:: Problem set ::
1: From the object detection excerpt, quote everything from "That’s it! and" to "with Sliding windows.".
2: In the object detection excerpt, shorten the paragraph that begins "Now, suppose we trained a Convolutional Neural Network" while keeping its main facts.

:: Excerpt ::
* * * * *

Object Detection as the name suggests means detecting objects in an image or a video blah…blah …blah. I think google has enough for that. Let’s not waste time and jump into some really important components that gets this thing to work!

We will be looking at some key components of Object Detection:

- Sliding Windows Algorithm
- Bound Boxes
- Intersection over Union [IOU]
- Non-max Suppression
- Anchor Boxes

That’s it! and at the end we will use these concepts to understand why YOLO algorithm works so well. We will look at Sliding Windows Algorithm and then see how YOLO can solve the problems we have with Sliding windows.

Let’s assume we want to detect dogs in an image. So, for this purpose we a training data-set of closely cropped images of dogs (X) and corresponding label (Y) with 0(No dog) or 1 (Yes, a dog!).

Now, suppose we trained a Convolutional Neural Network on the above data-set which output 1 if dog detected or else 0. And, now we want to test them on real life images of dogs. Since our training set was having closely cropped images of dogs from which our CNN learned to tell whether there was a dog or not. This is fine as we are having closely cropped images but what about real-life images (suppose we click a photo from our phone), this image is not closely cropped. So, how do we get our CNN to tell whether there is a dog or not. This is where Sliding Windows comes into play.

* * * * *

:: Extracted material ::
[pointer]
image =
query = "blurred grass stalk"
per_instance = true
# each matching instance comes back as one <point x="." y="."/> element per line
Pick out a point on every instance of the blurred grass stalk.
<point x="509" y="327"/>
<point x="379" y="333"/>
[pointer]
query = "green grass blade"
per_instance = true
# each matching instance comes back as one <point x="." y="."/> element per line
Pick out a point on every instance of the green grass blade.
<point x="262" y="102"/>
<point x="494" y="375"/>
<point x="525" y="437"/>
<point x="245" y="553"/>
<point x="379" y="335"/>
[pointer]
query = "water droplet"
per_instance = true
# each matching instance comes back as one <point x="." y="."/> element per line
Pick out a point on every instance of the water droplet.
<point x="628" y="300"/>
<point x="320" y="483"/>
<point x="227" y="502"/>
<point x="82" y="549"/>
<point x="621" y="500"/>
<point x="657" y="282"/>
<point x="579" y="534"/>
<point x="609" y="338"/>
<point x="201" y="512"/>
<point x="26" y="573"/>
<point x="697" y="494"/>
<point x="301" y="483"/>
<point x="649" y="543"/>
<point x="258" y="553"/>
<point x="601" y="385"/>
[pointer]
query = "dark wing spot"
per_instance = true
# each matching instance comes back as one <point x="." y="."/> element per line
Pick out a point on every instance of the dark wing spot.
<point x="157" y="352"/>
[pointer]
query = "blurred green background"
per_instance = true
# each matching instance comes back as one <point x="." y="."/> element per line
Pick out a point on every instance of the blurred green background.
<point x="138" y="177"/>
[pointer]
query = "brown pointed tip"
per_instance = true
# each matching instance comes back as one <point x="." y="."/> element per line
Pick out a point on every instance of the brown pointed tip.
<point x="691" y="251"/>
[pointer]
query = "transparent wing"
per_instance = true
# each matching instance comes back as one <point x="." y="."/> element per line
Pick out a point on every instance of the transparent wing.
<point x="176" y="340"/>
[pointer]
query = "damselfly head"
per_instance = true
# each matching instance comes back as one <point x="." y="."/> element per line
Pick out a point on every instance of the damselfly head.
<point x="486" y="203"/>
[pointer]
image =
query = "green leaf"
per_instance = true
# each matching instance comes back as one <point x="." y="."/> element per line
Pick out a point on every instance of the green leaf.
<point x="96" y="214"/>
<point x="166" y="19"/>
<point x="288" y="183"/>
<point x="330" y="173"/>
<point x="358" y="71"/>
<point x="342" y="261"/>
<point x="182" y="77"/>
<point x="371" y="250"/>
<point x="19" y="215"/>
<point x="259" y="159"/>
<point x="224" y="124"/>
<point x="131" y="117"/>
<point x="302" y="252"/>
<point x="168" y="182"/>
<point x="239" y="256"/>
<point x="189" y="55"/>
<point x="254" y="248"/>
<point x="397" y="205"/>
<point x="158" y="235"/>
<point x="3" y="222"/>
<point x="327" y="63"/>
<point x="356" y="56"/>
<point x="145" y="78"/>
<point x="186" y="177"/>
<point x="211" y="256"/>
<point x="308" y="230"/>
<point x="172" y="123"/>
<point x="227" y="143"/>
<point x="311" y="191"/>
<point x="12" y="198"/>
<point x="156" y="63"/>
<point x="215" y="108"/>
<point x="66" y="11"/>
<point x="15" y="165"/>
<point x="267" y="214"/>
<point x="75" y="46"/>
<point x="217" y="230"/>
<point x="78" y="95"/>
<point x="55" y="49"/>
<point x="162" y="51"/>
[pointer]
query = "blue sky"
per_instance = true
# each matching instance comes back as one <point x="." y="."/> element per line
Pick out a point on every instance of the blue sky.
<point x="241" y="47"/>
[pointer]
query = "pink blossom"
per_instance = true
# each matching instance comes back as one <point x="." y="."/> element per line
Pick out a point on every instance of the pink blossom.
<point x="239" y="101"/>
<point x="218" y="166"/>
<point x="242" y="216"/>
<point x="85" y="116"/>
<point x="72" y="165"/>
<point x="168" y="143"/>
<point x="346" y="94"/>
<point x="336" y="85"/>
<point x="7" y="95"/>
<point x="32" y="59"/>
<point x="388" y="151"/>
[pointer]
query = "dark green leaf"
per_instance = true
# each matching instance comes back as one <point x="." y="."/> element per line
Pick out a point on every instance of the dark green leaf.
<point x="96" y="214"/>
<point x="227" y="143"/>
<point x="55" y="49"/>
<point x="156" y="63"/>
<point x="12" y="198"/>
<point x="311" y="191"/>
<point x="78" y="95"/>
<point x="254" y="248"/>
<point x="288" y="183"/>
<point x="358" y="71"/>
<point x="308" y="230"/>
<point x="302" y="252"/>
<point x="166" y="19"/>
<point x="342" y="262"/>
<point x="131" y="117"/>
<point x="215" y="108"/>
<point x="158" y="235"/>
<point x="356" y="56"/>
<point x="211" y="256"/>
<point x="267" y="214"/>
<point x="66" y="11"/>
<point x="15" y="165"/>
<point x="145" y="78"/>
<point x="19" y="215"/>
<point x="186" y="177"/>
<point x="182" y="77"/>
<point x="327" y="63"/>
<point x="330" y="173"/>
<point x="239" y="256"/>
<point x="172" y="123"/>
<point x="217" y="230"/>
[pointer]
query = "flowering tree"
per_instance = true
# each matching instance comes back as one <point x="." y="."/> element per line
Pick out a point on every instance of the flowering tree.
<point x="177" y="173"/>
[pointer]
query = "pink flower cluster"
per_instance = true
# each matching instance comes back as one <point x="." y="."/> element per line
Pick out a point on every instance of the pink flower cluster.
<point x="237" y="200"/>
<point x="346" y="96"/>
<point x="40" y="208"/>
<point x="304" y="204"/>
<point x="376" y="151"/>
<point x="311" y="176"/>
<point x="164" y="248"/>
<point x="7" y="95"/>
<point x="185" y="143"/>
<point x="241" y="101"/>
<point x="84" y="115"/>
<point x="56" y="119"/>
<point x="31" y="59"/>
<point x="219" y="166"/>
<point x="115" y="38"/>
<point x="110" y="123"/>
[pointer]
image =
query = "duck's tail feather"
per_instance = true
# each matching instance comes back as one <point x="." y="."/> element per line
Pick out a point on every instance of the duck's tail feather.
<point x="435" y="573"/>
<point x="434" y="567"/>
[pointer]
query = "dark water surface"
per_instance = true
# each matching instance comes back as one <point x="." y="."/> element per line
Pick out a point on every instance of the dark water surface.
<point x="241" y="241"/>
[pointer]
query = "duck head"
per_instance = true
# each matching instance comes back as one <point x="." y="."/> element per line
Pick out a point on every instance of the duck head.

* * * * *

:: The responses ::
1:
That’s it! and at the end we will use these concepts to understand why YOLO algorithm works so well. We will look at Sliding Windows Algorithm and then see how YOLO can solve the problems we have with Sliding windows.

2: A Convolutional Neural Network trained on the dataset outputs 1 if it detects a dog and 0 otherwise. It learned from closely cropped dog images. Real-life images, such as phone photos, are not closely cropped, so the network cannot easily tell whether they contain a dog. The Sliding Windows algorithm addresses this problem.